### AIM
Count the lines in the data below that contain the word "podium". Reply with the number only.

### INFORMATION SHOWN
+ + + +

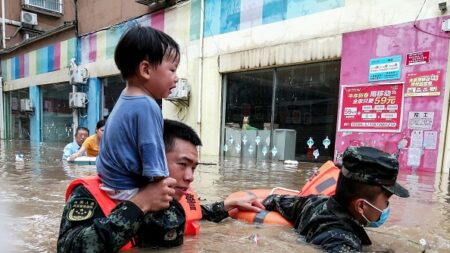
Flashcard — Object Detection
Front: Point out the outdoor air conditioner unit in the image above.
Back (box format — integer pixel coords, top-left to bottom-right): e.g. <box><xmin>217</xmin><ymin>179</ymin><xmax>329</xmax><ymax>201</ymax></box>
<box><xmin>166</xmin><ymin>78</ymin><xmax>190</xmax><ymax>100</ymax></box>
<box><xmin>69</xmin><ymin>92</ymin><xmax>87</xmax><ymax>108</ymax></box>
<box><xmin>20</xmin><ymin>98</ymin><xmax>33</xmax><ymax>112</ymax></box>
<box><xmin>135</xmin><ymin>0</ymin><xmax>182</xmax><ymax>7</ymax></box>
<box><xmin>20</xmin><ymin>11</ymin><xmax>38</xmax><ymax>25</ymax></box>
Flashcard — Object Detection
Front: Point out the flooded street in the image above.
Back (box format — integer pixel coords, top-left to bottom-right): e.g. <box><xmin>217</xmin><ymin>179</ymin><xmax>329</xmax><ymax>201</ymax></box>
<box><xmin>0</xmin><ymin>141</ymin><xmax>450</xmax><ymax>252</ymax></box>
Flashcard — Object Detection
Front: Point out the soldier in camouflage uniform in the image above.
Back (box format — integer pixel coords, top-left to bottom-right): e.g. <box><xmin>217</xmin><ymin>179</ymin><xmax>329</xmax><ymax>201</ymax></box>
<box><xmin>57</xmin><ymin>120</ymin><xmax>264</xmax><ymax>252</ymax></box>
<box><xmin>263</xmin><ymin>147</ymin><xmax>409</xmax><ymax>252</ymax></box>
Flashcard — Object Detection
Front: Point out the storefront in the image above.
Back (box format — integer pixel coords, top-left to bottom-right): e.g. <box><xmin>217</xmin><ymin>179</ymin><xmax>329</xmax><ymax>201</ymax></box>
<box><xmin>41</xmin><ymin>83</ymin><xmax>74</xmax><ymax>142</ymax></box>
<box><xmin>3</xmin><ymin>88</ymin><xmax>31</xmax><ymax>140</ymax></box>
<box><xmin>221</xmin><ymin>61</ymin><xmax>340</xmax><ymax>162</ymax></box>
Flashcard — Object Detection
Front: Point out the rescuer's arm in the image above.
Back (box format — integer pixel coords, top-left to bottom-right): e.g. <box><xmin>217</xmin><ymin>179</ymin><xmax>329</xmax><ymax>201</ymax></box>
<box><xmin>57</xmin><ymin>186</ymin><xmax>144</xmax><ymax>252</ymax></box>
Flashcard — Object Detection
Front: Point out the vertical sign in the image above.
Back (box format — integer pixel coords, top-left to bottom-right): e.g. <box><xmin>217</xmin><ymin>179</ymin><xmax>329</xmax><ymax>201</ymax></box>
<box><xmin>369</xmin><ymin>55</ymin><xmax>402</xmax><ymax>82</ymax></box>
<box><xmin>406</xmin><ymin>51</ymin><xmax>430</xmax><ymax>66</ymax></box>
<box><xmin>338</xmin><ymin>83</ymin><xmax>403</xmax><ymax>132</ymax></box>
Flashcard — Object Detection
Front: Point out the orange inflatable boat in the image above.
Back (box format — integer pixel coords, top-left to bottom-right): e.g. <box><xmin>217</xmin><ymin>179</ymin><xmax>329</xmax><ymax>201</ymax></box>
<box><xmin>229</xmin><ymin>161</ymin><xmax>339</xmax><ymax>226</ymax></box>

+ + + +

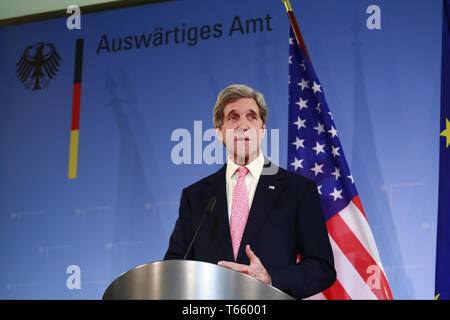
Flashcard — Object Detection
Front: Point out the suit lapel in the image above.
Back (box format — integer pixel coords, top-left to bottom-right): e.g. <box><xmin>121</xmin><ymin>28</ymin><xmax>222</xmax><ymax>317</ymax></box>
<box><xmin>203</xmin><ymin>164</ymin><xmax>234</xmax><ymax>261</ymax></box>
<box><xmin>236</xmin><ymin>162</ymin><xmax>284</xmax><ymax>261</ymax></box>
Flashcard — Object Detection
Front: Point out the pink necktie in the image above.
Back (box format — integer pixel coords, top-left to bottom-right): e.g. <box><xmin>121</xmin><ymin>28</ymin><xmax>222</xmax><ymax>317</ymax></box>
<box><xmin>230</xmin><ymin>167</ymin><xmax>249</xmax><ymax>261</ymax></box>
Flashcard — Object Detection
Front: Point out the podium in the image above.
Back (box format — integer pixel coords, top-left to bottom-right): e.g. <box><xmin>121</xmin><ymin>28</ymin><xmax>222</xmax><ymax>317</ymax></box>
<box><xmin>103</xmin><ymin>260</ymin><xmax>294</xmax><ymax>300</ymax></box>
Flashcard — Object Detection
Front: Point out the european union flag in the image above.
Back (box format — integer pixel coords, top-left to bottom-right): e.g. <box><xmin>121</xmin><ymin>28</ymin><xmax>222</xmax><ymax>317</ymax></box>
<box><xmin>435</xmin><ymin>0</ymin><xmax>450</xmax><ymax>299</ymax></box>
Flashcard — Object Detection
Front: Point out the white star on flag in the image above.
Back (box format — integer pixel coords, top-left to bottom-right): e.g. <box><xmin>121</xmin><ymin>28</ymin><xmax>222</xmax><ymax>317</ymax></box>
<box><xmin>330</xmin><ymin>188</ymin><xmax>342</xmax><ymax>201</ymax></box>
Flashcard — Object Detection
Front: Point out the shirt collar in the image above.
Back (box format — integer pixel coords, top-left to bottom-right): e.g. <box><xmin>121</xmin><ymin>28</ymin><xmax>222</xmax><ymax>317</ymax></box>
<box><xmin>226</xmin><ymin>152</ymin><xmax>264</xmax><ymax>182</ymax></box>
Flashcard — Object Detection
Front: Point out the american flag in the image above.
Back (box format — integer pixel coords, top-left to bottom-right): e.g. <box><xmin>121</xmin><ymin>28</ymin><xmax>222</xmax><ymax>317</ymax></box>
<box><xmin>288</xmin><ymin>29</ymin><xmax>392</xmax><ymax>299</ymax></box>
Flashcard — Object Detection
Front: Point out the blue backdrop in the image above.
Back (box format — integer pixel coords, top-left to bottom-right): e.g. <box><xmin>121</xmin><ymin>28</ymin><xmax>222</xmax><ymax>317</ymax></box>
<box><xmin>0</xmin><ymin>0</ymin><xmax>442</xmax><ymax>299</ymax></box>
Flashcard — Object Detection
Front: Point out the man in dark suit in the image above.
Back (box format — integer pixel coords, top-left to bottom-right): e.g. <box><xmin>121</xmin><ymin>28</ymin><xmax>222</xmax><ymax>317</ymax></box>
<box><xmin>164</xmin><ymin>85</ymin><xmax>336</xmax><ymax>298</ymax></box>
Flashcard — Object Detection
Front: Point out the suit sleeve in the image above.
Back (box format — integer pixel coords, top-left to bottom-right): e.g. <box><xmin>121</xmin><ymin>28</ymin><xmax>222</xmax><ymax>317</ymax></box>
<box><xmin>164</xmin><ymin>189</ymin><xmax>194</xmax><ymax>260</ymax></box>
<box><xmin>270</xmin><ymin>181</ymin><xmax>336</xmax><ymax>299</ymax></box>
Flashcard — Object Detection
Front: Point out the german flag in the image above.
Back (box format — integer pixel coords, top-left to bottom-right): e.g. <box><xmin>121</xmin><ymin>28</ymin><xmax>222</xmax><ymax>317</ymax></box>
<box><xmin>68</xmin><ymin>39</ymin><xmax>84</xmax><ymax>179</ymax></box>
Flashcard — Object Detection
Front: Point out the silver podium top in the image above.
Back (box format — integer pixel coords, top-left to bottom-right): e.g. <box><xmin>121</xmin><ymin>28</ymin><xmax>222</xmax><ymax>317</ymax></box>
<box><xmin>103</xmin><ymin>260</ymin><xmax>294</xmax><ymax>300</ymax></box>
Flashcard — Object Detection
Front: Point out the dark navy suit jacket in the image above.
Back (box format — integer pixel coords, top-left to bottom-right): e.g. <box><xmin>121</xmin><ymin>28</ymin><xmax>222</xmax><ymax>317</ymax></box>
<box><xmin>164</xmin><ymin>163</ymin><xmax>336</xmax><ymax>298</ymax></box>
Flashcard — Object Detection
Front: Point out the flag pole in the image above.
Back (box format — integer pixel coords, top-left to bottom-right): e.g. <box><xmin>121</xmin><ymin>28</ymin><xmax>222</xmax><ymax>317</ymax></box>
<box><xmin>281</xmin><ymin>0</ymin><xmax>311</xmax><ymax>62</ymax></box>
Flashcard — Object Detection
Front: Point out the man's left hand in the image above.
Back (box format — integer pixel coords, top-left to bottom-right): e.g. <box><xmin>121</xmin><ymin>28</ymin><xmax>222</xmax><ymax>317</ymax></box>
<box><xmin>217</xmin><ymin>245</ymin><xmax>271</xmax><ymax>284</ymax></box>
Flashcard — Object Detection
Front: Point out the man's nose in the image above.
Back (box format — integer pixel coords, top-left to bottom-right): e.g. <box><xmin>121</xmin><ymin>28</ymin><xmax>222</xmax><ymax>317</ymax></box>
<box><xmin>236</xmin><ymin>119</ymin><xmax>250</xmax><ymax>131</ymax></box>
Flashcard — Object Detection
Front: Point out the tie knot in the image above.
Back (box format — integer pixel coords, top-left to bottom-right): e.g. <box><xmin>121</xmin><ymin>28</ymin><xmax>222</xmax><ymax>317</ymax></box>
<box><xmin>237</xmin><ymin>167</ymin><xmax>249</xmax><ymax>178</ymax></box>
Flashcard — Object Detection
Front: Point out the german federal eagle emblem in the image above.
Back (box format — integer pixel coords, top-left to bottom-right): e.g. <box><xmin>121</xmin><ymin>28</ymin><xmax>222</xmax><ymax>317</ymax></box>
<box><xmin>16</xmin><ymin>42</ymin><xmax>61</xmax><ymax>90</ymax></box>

+ + + +

### FINISHED ANSWER
2